*** Block opens ***

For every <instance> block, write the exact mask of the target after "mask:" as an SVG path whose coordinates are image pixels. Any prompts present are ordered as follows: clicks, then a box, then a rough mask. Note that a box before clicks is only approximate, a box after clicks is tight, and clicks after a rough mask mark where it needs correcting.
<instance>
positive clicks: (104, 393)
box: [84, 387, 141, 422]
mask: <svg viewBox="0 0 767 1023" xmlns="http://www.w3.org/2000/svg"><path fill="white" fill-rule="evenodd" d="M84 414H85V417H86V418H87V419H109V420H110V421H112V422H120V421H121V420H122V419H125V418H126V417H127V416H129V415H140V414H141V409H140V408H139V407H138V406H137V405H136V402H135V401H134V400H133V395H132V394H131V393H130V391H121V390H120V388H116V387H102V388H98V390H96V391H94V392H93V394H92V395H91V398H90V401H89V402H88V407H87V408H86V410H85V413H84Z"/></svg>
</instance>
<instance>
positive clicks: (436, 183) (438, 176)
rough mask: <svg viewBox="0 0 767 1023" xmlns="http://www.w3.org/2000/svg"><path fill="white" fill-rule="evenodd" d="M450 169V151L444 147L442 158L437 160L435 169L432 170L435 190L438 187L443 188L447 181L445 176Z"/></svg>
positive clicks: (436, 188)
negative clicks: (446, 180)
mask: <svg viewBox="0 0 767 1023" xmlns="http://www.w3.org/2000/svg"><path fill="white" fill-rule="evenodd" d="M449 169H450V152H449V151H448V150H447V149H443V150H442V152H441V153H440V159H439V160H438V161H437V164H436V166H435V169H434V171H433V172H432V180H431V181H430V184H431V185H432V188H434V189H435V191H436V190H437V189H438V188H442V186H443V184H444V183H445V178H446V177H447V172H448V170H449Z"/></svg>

*** Block closes ***

Nothing is to be left out. Repeat the whole listing exactly.

For every <instance> block, write the exact mask of the target after "mask:" as an SVG path whose coordinates are image pixels. Any prompts present are ordered as follows: clicks, then a box, then a rough mask. Note that a box before clicks is only approximate, a box after clicks is tight, and clicks after a rough mask mark where it needs correcting.
<instance>
positive clicks: (104, 393)
box: [84, 387, 141, 422]
mask: <svg viewBox="0 0 767 1023" xmlns="http://www.w3.org/2000/svg"><path fill="white" fill-rule="evenodd" d="M84 414H85V417H86V418H87V419H109V420H110V421H112V422H120V421H121V420H122V419H125V418H126V417H127V416H129V415H140V414H141V409H140V408H139V407H138V406H137V405H136V402H135V401H134V400H133V395H132V394H131V393H130V391H121V390H120V388H116V387H102V388H98V390H96V391H94V392H93V394H92V395H91V398H90V401H89V402H88V407H87V408H86V410H85V413H84Z"/></svg>
</instance>
<instance>
positive clicks: (436, 183) (438, 176)
rough mask: <svg viewBox="0 0 767 1023" xmlns="http://www.w3.org/2000/svg"><path fill="white" fill-rule="evenodd" d="M450 169V151L444 147L442 158L437 160L435 169L432 170L435 190L438 187L443 188L447 181L445 176Z"/></svg>
positive clicks: (436, 188)
negative clicks: (446, 180)
mask: <svg viewBox="0 0 767 1023" xmlns="http://www.w3.org/2000/svg"><path fill="white" fill-rule="evenodd" d="M449 169H450V152H449V151H448V150H447V149H443V150H442V152H441V153H440V159H439V160H438V161H437V164H436V166H435V169H434V171H433V172H432V180H431V181H430V184H431V185H432V188H434V189H435V191H436V190H437V189H438V188H442V186H443V184H444V183H445V178H446V177H447V172H448V170H449Z"/></svg>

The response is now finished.